• _Fragmento de origen_:
##########

Calícatres - Era post crisis
La
economía estacionaria o directamente decrecentista,
que será la consecuencia inexorable de la declinación de nuestras
disponibilidades energéticas, cambiará radicalmente nuestra concepción del
mundo, las relaciones sociales, políticas y, sobre todo, económicas que
constituyen el actual fundamento de la civilización industrial. Modificará
irreversiblemente los elementos de disposición y control que habitualmente manejamos.
Pensemos
que el dinero
es un factor clave de cualquier sistema civilizatorio, y sería ingenuo esperar
un cambio auténtico de la manera que vivimos, distribuimos la renta disponible
y nos relacionamos en el mundo, que no implique a su vez un cambio fundamental
en la estructura y funcionamiento del sistema monetario.
Antes
de iniciar el complejo ejercicio de reflexión “profética” que
acometo a través del presente post, debo
dejar claro que las sorprendentes directrices que propongo no son en absoluto “ciencia ficción”, un
apunte de un escenario posible, entre otros, o un ejercicio voluntarista de
imaginación en relación a una de las posibles “salidas” que nos cabe esperar.
No,
no es nada de esto. Es un mapa de carreteras bien preciso, en relación a un
territorio por el que necesariamente transitaremos, aunque evidentemente no lo
expliquen en los Telenoticias, porque no tenemo elección. No hace falta tener
poderes “paranormales” para esbozarlo, como tampoco se requieren para saber que
quien se tira a un río con toda seguridad saldrá mojado.
Quien
conoce la ruta conoce el futuro, en términos generales. Es suficiente. Dentro
de la carretera hay, es cierto, algunas posibilidades que están dentro de
nuestro control. Si nos detenemos en un parador donde se come muy bien, o a
poner carburante, si vamos más deprisa o más despacio, si ponemos música o
contemplamos el paisaje. Pero el itinerario, el punto de partida y el de
destino, son fijos e inexorables.
De
hecho la razón por la que no “salimos de la crisis” (dentro de los parámetros
que impone el decrecimiento) es porque utilizamos un dinero correspondiente a
un sistema económico caduco, el del crecimiento, que ya no volverá. Continuando
con el símil automovilístico, es como si el conductor de nuestro vehículo
hubiera cargado en el motor un aceite inadecuado. Poner el lubricante correcto
beneficiaría a casi todos los ocupantes del semoviente, pero exigiría
sacrificios a unos cuantos (los de siempre), una minoría exigua y manipuladora,
pero muy poderosa, que prefiere tenernos en la inopia (en el sentido literal del término), proponiendo y
obteniendo, a través de gobiernos y medios de comunicación comprados, las
políticas anticuadas que preservan el valor adquisitivo de sus capitales.

##########

• _Listado de datos_:
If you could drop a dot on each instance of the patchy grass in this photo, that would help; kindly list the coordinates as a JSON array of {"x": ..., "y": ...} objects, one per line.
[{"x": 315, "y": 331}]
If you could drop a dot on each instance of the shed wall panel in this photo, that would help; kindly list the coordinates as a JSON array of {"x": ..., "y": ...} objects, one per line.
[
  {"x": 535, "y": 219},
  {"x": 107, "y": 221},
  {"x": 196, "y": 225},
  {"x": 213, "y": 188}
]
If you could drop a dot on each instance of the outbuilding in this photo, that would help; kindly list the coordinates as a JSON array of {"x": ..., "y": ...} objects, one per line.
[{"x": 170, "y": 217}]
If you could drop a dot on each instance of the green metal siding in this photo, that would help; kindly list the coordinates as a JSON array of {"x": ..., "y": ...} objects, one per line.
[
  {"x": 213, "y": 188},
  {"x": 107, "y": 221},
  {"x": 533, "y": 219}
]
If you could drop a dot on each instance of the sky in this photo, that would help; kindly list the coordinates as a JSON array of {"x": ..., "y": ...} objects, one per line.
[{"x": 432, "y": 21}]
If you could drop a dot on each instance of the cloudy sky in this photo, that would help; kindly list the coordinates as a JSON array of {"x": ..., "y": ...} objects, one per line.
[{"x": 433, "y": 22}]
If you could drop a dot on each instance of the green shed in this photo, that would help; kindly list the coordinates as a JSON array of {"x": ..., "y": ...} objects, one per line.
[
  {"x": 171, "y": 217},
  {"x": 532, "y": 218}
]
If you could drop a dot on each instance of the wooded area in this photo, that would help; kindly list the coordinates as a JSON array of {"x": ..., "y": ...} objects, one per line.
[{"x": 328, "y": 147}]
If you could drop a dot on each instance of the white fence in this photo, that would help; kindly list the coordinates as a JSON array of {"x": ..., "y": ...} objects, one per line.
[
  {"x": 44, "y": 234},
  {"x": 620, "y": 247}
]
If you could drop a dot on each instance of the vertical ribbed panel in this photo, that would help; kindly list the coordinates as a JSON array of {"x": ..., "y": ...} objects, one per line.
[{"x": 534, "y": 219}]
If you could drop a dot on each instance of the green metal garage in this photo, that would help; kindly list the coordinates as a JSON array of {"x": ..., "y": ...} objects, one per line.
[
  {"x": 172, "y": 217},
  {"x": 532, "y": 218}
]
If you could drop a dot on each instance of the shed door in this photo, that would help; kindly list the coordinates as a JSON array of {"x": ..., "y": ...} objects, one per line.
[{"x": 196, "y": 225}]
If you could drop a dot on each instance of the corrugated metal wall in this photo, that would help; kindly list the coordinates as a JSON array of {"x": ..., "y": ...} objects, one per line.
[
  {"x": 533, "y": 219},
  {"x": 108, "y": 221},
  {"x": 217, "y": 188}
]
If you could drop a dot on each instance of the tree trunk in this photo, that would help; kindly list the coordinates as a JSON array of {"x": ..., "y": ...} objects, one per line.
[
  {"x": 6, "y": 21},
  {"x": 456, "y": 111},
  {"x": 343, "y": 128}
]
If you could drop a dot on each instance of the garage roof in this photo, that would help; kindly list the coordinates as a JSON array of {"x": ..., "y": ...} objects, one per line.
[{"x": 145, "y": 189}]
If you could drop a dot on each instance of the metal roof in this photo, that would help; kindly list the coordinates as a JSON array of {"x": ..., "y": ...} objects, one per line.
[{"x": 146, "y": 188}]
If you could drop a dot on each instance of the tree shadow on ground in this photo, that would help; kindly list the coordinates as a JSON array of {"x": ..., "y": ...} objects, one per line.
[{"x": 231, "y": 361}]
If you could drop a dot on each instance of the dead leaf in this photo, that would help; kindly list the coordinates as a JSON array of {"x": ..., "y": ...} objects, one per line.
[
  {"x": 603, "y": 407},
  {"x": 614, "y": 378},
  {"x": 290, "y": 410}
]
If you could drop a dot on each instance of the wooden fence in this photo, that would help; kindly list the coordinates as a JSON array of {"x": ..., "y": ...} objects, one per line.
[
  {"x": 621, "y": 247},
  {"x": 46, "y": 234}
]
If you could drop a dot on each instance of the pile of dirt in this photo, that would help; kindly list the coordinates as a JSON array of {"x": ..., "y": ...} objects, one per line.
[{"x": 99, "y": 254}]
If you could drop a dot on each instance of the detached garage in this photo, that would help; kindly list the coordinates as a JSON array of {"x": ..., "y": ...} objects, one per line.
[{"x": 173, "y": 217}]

##########

• _Objetivo del ejercicio_:
Prosigue el texto sobre el decrecimiento a partir de su última oración. Las entradas no guardan relación alguna con el texto sobre el decrecimiento.

• _Respuesta a la tarea_:
Porque
lo primero que hay que entender, y quien entienda esto entenderá también lo que
sigue, es que de esta crisis no se puede salir, no en términos económicos
tradicionales (dos trimestres de crecimiento consecutivos), pero sí se puede
hacer, y mucho, para paliar los sufrimientos de los que la están padeciendo en
primera persona, afectando, eso sí, a los intereses de los que aún no se han
enterado, o incluso están viviendo mucho mejor, por encima de sus
posibilidades, y de las nuestras.
La
pregunta del millón. ¿Es posible un dinero diferente del que manejamos? La
respuesta de Mario Draghi (Gran Pontífice del sistema) y de los Sumos Sacerdotes
que le rodean será indefectiblemente la misma: por supuesto que no. ¿Podemos
creerles? Sí, podemos, como el ratoncito paralizado por la serpiente de ojos
hipnóticos que aspira a devorarlo. Así enseguida caeremos dormidos, para no volver a despertar.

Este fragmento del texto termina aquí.